=== Section Start ===
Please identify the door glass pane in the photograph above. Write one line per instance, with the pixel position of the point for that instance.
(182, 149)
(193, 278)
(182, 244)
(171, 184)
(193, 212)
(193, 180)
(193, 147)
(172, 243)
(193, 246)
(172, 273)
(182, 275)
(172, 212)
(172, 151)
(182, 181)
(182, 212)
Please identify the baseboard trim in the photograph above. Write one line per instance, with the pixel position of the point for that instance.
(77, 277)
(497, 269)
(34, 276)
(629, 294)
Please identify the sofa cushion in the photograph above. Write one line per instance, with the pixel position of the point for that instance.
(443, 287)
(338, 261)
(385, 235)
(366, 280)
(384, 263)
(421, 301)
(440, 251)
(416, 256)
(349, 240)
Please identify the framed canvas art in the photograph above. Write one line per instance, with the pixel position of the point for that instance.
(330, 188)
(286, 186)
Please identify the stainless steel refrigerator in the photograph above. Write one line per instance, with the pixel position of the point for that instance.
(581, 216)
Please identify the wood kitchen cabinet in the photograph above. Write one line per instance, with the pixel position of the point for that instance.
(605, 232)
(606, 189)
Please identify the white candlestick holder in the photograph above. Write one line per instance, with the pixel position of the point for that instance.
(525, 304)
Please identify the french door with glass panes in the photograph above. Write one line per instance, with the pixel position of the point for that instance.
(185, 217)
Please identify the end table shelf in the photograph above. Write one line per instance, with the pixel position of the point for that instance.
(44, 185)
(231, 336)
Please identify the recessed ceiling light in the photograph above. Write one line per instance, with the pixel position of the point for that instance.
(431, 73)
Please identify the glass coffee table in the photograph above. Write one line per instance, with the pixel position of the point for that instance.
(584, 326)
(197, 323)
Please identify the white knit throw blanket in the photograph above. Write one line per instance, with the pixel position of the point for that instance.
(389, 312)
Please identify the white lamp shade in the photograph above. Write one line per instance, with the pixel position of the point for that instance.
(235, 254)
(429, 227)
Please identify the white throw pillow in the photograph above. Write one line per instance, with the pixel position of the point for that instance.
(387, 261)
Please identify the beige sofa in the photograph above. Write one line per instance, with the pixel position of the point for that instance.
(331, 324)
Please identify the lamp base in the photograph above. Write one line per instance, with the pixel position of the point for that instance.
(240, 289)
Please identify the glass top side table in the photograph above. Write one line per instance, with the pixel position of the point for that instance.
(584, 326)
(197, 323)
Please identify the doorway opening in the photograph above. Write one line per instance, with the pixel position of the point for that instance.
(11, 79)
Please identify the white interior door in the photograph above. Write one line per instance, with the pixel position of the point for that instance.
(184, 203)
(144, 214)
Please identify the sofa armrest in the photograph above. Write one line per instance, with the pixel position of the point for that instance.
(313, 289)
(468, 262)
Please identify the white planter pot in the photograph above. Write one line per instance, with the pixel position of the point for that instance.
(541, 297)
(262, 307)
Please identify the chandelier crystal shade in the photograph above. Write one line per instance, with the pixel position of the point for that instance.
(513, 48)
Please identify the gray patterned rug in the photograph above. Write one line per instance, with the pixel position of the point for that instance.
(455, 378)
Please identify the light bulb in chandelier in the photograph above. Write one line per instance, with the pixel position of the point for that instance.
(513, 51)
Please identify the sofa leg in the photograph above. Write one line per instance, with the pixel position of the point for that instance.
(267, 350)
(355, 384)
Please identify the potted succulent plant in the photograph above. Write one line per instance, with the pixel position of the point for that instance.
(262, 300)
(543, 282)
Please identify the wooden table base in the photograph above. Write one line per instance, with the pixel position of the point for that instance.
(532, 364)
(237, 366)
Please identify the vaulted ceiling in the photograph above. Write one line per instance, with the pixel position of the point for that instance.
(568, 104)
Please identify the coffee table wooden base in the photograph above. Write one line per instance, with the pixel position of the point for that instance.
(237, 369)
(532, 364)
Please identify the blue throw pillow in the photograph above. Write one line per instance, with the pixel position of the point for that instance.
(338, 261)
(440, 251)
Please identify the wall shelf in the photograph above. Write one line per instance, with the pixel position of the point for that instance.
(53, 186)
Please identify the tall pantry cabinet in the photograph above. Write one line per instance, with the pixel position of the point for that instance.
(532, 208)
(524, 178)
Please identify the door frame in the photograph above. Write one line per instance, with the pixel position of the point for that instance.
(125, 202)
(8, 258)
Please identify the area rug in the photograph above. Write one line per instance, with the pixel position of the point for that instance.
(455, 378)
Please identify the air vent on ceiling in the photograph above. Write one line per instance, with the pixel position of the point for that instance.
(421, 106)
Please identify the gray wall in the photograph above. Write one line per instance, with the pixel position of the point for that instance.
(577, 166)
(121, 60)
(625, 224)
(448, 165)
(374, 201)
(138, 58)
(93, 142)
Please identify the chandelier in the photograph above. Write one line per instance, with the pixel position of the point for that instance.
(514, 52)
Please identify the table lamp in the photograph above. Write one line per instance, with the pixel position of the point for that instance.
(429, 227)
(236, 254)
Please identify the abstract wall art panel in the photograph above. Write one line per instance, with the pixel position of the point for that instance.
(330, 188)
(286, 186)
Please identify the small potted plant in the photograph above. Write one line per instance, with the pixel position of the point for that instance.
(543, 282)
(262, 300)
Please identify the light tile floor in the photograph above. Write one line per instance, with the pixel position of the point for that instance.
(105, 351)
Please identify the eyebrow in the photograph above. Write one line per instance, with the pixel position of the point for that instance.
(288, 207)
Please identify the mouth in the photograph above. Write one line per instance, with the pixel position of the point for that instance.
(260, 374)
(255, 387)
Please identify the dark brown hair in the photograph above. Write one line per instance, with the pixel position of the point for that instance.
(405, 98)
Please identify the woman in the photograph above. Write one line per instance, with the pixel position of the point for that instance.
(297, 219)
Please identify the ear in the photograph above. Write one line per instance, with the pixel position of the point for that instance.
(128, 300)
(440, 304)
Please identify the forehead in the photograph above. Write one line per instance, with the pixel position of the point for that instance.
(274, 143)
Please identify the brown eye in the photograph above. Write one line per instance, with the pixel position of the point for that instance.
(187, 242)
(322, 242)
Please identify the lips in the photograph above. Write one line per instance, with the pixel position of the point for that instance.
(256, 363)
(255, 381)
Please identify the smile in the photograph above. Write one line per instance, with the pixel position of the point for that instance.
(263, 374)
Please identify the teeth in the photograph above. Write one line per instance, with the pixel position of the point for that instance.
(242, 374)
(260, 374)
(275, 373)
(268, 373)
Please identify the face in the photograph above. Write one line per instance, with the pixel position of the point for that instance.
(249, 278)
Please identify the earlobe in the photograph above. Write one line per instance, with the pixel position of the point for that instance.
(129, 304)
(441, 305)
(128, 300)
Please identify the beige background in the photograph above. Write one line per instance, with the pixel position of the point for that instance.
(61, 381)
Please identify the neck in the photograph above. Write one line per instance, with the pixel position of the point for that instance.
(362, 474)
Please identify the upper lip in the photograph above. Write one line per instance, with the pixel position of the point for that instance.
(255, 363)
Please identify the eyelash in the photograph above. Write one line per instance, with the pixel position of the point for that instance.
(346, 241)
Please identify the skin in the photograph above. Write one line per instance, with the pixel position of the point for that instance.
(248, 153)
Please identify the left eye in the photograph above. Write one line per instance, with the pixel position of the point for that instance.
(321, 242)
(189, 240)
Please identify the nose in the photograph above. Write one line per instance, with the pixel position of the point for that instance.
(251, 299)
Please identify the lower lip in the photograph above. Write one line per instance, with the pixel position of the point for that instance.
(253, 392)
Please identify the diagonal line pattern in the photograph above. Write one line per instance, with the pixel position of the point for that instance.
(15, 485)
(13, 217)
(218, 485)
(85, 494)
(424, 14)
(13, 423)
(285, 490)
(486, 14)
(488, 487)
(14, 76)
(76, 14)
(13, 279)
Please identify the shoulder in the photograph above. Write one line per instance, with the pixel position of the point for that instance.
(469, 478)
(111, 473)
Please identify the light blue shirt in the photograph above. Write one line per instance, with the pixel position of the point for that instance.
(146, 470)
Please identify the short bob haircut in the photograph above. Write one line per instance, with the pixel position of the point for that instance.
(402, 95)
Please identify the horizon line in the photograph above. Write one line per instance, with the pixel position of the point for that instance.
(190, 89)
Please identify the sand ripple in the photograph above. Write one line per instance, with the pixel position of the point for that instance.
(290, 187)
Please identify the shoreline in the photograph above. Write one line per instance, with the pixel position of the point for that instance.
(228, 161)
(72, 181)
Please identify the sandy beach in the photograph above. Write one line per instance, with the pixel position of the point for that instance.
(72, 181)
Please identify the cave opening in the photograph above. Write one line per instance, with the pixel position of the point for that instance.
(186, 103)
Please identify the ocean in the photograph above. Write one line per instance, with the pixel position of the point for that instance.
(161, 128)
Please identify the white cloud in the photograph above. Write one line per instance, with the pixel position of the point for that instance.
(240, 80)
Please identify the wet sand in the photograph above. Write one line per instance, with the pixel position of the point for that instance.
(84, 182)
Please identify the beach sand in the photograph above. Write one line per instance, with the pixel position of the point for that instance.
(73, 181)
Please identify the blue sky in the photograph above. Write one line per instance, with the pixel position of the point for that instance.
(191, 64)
=== Section End ===
YOUR INSTRUCTIONS ▸ In the listing above, the line with "Please identify the shoulder" and every line after it must be set down word for word, and no other line.

EXPECTED ANSWER ▸
Please identify the shoulder in the photograph above. Write one line per instance, with the pixel position of the point for that instance.
(469, 478)
(111, 473)
Please identify the light blue shirt in the photograph above. Write one line per instance, with the pixel position of the point for that instance.
(146, 470)
Please identify the short bob haircut in the photograph above. Write one line per instance, with the pixel position of the point for that instance.
(402, 95)
Please identify the horizon line in the photograph above. Write one line per instance, with the pixel position of the point for that instance.
(190, 89)
Please identify the sand ripple in the photograph above. Write one line per instance, with the pixel position of the point for that instance.
(290, 187)
Please identify the shoreline in the photograph above. Write one line per instance, with the pixel position of the point for that instance.
(228, 161)
(72, 181)
Please identify the sandy beach in the photograph above. Write one line per instance, with the pixel position of the point for that instance.
(72, 181)
Please identify the cave opening in the photograph above. Write one line per instance, with the pixel position of the point for that instance.
(186, 103)
Please identify the ocean in the photograph above. Write one line per instance, with the pixel position of the point for that instance.
(161, 128)
Please identify the white cloud in the photograph above. Write one line per instance, with the pixel position of the point for that instance.
(240, 80)
Please identify the wet sand in the photograph above. Write one line per instance, with the pixel position of the point for that instance.
(84, 182)
Please identify the beach sand in the photograph above. Write one line per instance, with the pixel position of the point for that instance.
(73, 181)
Please identify the blue sky in the photograph above. Write one line per instance, with the pixel position of the point for that instance.
(191, 64)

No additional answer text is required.